Text provided.
● ● ● ● ● ● ●
The recent Davis Committee Report on Estate Duty has revealed that SARS is concerned with the use of trusts for tax planning purposes. 

The Davis Tax Committee First Interim Report on Estate Duty (DTC Report) was released for public comment on 13 July 2015. The DTC Report, in essence, proposes that "many deficiencies of the current estate duty system be addressed by way of…simple yet fundamental amendments to the existing legislation.” 

The DTC Report deals, among others, with donations tax, estate duty and the taxation of trusts. We set out below our comments on the recommendations made in the DTC Report insofar as they are applicable to trusts. 

It is clear from the DTC Report that SARS is concerned with the use of trusts for tax planning purposes and, in particular, in the context of estate planning. 

The recommendations in the DTC Report are subject to consultation and will not necessarily find their way into draft tax legislation. In this regard, the DTC Report specifically states that, "the repeal of the attribution provisions will have diverse and far-reaching implications... An extensive consultative process will have to follow … to identify and address the many issues involved.”
● ● ● ● ● ● ●
Provided data.
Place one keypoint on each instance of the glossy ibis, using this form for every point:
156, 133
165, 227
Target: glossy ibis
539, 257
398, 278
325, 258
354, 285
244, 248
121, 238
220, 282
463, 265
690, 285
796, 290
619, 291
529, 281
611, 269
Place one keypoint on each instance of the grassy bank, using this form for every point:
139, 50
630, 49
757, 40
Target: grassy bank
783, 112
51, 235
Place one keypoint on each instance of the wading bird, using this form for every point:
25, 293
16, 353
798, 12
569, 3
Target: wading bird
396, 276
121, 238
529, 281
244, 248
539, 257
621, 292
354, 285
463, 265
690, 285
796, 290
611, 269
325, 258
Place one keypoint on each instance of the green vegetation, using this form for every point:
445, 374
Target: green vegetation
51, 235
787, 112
● ● ● ● ● ● ●
Given problem A.
From the estate duty passage above, set down word for word the portion starting with "The recent Davis" and going on through "applicable to trusts.".
Given problem B.
Rewrite the lines of the listing above as a JSON list of strings, one string per line with blank lines left out, starting with the line with "Place one keypoint on each instance of the green" and going on through the end of the listing.

Correct response A.
The recent Davis Committee Report on Estate Duty has revealed that SARS is concerned with the use of trusts for tax planning purposes. 

The Davis Tax Committee First Interim Report on Estate Duty (DTC Report) was released for public comment on 13 July 2015. The DTC Report, in essence, proposes that "many deficiencies of the current estate duty system be addressed by way of…simple yet fundamental amendments to the existing legislation.” 

The DTC Report deals, among others, with donations tax, estate duty and the taxation of trusts. We set out below our comments on the recommendations made in the DTC Report insofar as they are applicable to trusts.

Correct response B.
[
  "Place one keypoint on each instance of the green vegetation, using this form for every point:",
  "445, 374",
  "Target: green vegetation",
  "51, 235",
  "787, 112"
]